### WORK INSTRUCTIONS
Please copy out the entries below word for word, leaving out the pictures.

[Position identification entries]
______

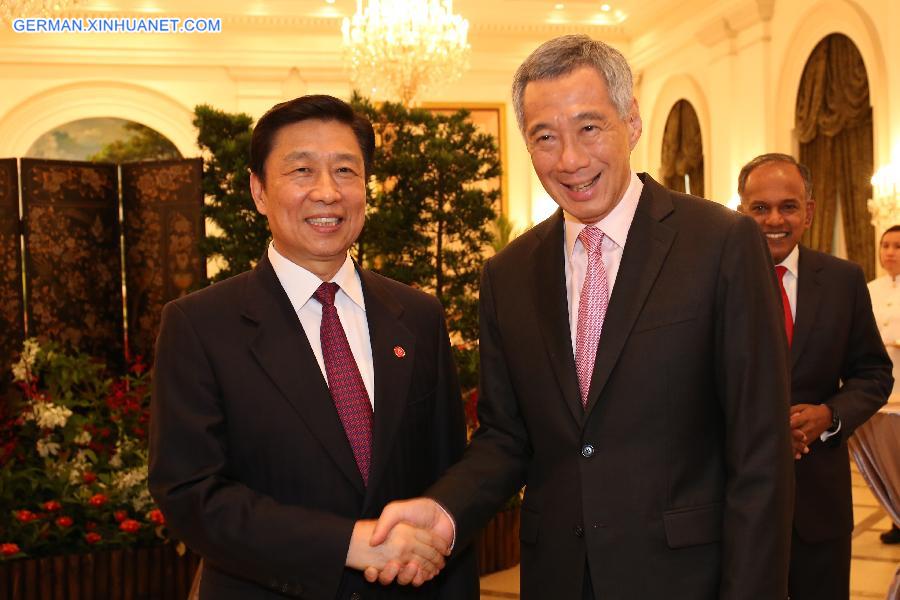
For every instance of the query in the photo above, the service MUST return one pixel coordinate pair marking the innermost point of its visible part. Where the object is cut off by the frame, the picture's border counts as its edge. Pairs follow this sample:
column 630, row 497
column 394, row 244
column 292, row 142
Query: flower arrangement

______

### RESULT OF THIS EXERCISE
For every instance of the query in the photo above, the service MUST return one pixel coordinate pair marking the innermost point of its visible part. Where the object is cut off by the frame, the picture's border counts as its edge. Pairs follow this sample:
column 630, row 497
column 394, row 244
column 292, row 142
Query: flower arrangement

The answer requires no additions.